#### TEXT SECTION

Monday, December 04, 2006

World: Nothing But Nets, an update

A little while ago, I posted on the Nothing But Nets campaign to collect money to buy mosquito nets to send to Africa.

Rick Reilly wrote a follow up to the column he first wrote back in April.

The idea is simple: $10 allows a net to be bought and sent to Africa to save a life or two. These bed nets allow someone to sleep inside it at night and keeps the mosquitos that spread malaria away.

Here is an excerpt from Reilly's first article:
I've never asked for anything before, right? Well, sorry, I'm asking now.

We need nets. Not hoop nets, soccer nets or lacrosse nets. Not New Jersey Nets or dot-nets or clarinets. Mosquito nets.

See, nearly 3,000 kids die every day in Africa from malaria. And according to the World Health Organization, transmission of the disease would be reduced by 60% with the use of mosquito nets and prompt treatment for the infected.

Three thousand kids! That's a 9/11 every day!

########

WORK TASK 1 :: Using the post on the Nothing But Nets campaign, decide whether each statement agrees with it: (a) A $10 donation pays for one net to be bought and sent to Africa. (b) Reilly's first column on the campaign appeared in April. (c) The World Health Organization says mosquito nets alone would cut transmission of malaria by 60%. Answer yes or no for each and quote the words of the post that decide it.
WORK TASK 2 :: Transcribe the post on the Nothing But Nets campaign from "A little while" to "for the infected.".
The material after this point comes from a separate source and has no connection to the post above.

#### DATASET CONTENT

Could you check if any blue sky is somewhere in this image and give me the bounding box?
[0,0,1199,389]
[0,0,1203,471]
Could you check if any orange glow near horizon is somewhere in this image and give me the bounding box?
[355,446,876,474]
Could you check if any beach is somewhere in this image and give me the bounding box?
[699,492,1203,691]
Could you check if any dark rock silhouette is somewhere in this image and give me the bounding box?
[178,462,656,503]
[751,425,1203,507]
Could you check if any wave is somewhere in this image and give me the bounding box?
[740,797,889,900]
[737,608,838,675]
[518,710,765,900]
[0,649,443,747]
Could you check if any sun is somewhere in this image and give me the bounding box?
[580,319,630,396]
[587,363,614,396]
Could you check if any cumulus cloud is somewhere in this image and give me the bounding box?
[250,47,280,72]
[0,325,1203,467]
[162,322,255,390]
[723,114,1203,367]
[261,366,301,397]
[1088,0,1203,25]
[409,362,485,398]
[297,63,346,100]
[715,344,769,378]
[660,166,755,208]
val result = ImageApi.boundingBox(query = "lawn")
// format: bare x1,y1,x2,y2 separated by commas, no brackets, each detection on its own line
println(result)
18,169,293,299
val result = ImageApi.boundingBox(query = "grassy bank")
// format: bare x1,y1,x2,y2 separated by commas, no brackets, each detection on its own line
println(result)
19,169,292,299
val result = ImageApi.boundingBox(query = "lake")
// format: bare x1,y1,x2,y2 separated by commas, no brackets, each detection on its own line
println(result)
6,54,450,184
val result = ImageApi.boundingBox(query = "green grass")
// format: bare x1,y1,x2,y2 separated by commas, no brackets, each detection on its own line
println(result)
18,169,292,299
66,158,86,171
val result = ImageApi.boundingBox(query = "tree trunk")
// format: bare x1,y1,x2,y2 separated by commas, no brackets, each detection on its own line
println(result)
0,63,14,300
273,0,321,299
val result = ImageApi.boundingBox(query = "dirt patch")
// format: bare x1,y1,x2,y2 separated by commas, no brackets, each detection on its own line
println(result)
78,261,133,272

########

REPLY 1 ::
(a) Yes: "$10 allows a net to be bought and sent to Africa to save a life or two."
(b) Yes: "the column he first wrote back in April."
(c) No: "transmission of the disease would be reduced by 60% with the use of mosquito nets and prompt treatment for the infected."

REPLY 2 ::
A little while ago, I posted on the Nothing But Nets campaign to collect money to buy mosquito nets to send to Africa.

Rick Reilly wrote a follow up to the column he first wrote back in April.

The idea is simple: $10 allows a net to be bought and sent to Africa to save a life or two. These bed nets allow someone to sleep inside it at night and keeps the mosquitos that spread malaria away.

Here is an excerpt from Reilly's first article:
I've never asked for anything before, right? Well, sorry, I'm asking now.

We need nets. Not hoop nets, soccer nets or lacrosse nets. Not New Jersey Nets or dot-nets or clarinets. Mosquito nets.

See, nearly 3,000 kids die every day in Africa from malaria. And according to the World Health Organization, transmission of the disease would be reduced by 60% with the use of mosquito nets and prompt treatment for the infected.